> **Page extract**
☆ ☆ ☆ ☆ ☆ ☆ ☆

One of the scariest parenting moments you can have is the very first time you notice your baby has a fever, and not knowing exactly what it means is what makes it so terrifying. As humans, we all experience fevers as a natural response from our body to illness or injury, but when it’s our little ones who are experiencing the fever we tend to worry more.
This simple guide is here to answer all of your questions about baby fever and what exactly it means for your child, and the different types of fever that kids might have. Armed with all of the knowledge and the right thermometer for your family’s needs, you’ll have peace of mind that you can take care of them to the very best of your ability.
There are many schools of thought when it comes to baby fever and what exactly constitutes a high temperature. According to the American Academy of Pediatrics, the temperature range for a healthy baby can vary between 97 and 100.4 degrees and anything over this usually indicates a fever.
As our body temperature fluctuates at different times of the day and in different settings, especially for babies, it can be hard to know a fever is something to worry about.
Fevers are a very natural occurrence in the human body, and although not harmful themselves, are a symptom of another condition or illness. Because babies are unable to regulate their temperature the way adults can, fevers can quickly spike if they are overdressed or too hot, so we always need to keep a close eye on them.
Most parents will know just by touch if their baby or child feels a little hot and then reach for a thermometer to confirm their suspicions. Using your natural instinct, you should be able to feel by touching their forehead if they feel warmer than usual and can then take the necessary steps to check and treat their symptoms.
Although there are many modern types of thermometer now available, it’s still believed that a rectal thermometer delivers the most accurate results when it comes to fever in infants.
This is because rectal thermometers are able to get the closest reading possible and when dealing with small babies the matter of a degree can be a huge difference in their health and safety.

☆ ☆ ☆ ☆ ☆ ☆ ☆

> **Data listing**
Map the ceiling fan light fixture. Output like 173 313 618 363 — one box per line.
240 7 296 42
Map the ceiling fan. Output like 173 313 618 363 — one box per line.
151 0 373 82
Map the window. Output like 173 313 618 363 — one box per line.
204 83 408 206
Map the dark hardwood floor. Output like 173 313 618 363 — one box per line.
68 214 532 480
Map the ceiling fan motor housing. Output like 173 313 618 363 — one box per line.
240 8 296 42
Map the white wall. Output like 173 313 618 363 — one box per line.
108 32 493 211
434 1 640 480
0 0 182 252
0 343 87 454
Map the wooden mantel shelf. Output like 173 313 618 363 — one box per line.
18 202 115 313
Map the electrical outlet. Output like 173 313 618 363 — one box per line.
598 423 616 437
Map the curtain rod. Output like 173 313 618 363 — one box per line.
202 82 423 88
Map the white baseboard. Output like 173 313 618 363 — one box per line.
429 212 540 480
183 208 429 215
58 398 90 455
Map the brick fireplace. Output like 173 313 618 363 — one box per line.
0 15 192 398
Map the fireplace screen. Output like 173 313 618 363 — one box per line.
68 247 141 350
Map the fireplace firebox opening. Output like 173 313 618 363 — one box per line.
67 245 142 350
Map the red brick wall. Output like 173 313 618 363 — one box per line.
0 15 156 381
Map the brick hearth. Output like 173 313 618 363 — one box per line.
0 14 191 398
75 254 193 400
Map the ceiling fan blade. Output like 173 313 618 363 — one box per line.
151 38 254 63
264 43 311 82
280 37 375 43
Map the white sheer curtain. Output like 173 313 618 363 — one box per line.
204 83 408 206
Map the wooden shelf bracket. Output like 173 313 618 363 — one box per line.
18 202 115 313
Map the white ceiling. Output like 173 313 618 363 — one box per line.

☆ ☆ ☆ ☆ ☆ ☆ ☆

> **Your tasks**
1. According to the baby fever guide, what temperature range does the American Academy of Pediatrics give for a healthy baby?
2. Proceed with the baby fever guide, picking up right after its last sentence.
The data has no connection to the baby fever guide.

> **Written answers**
1. Between 97 and 100.4 degrees.

2.
For many families, the ease of using a digital thermometer that can be placed in the ear or an infrared forehead thermometer that scans the temperature without having to touch the skin makes for an easier method of checking.
However, due to the dangers present when a baby less than three months old has a fever, it’s best to use a rectal thermometer during these early stages.
There are a number of reasons why your baby might have a fever, and not all of them are alarming. Here are some common types of fever and what to look out for if you think your little one is feeling warmer than usual.
For years, people believed that the fever was a sign of something serious and was immediately treated with medication, however recent advancements in medical science have shown that the fever isn’t always a bad thing.
It’s sometimes best to let the fever do its work in fighting off infection and helping your baby to get better unless of your course your child seems to be uncomfortable or in pain.
Doctors recommend that any infant under 3 months old should be taken immediately to the doctor if they have a fever, and straight to hospital if they are under 2 months old and with a fever as this is considered a medical emergency.
A 3-month-old fever or older can usually just be monitored at home unless your child is showing other worrying signs like a rash, lethargy, or not eating and drinking as usual.
It’s always best to err on the side of caution if your child has a fever and you think they are unwell. Although a fever in itself isn’t dangerous, it can be the symptom of something more serious and so it’s best to regularly monitor their temperature with a quality thermometer.
Usually, babies are able to work through their illness, though, and the fever will be the one thing that helps to clear up the infection and make their body stronger.